90-05 NA/NB Miata Cooling System Performance

For those of you new to Miatas and/or new to the track, they run hot! A bone stock but perfectly maintained NA6 with A/C will run 230° clt at a steady 70mph on a 100° day. Use full throttle a lot or add a bit of power and you’re at 245°. Head gasket lets go at around 255°. Not everyone will agree with our conclusions but this is a compilation of the important stuff and general consensus from those who have direct personal experience and have done some testing.

The cooling system will be most efficient when it relies on conduction. That is direct contact with the hot/cold masses. That means getting all the hot coolant (reroute) to the core (efficient core design) then blasting it with as much cold air as possible (ducting, sealing). The radiator also transfers heat by simple radiation. Even with zero airflow you will feel infrared radiation (heat) above the core when you open the hood. Similarly, the top of the rad will be a bit hotter than the bottom from convection. Focus on conduction.

◆ ◆ ◆ ◆

[SET OF TASKS]
• 1. Do statements (a), (b), and (c) agree with the Miata cooling text? Answer yes or no for each, quoting the words of the text that decide it.
(a) A stock, well-maintained NA6 with A/C runs at 230° coolant temperature at a steady 70 mph on a 100° day.
(b) The head gasket fails at around 245°.
(c) The cooling system is most efficient when it relies on radiation.
• 2. Transcribe the part of the Miata cooling text that opens with the words containing "The cooling system" and closes with "Focus on conduction.".

◆ ◆ ◆ ◆

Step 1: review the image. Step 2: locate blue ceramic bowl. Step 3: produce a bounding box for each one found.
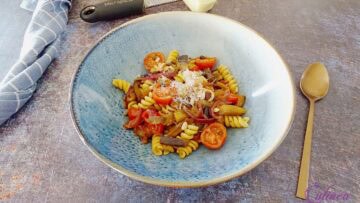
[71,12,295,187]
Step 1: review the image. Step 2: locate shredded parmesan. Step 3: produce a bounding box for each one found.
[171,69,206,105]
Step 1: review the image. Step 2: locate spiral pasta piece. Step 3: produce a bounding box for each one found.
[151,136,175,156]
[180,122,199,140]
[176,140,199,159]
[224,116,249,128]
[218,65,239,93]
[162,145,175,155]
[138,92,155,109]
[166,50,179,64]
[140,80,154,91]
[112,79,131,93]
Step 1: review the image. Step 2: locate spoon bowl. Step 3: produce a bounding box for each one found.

◆ ◆ ◆ ◆

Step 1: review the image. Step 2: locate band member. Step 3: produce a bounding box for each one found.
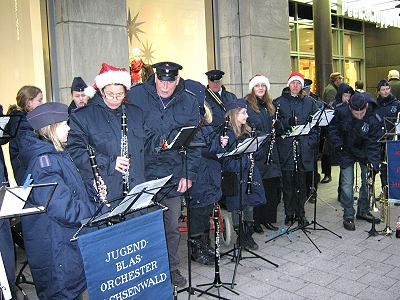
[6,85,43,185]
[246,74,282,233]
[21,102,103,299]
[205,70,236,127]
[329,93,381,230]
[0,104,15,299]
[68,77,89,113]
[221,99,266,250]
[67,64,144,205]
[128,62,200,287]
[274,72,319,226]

◆ ◆ ◆ ◆

[THE SOLUTIONS]
• 1.
(a) Yes: "A bone stock but perfectly maintained NA6 with A/C will run 230° clt at a steady 70mph on a 100° day."
(b) No: "Head gasket lets go at around 255°."
(c) No: "The cooling system will be most efficient when it relies on conduction."

• 2.
The cooling system will be most efficient when it relies on conduction. That is direct contact with the hot/cold masses. That means getting all the hot coolant (reroute) to the core (efficient core design) then blasting it with as much cold air as possible (ducting, sealing). The radiator also transfers heat by simple radiation. Even with zero airflow you will feel infrared radiation (heat) above the core when you open the hood. Similarly, the top of the rad will be a bit hotter than the bottom from convection. Focus on conduction.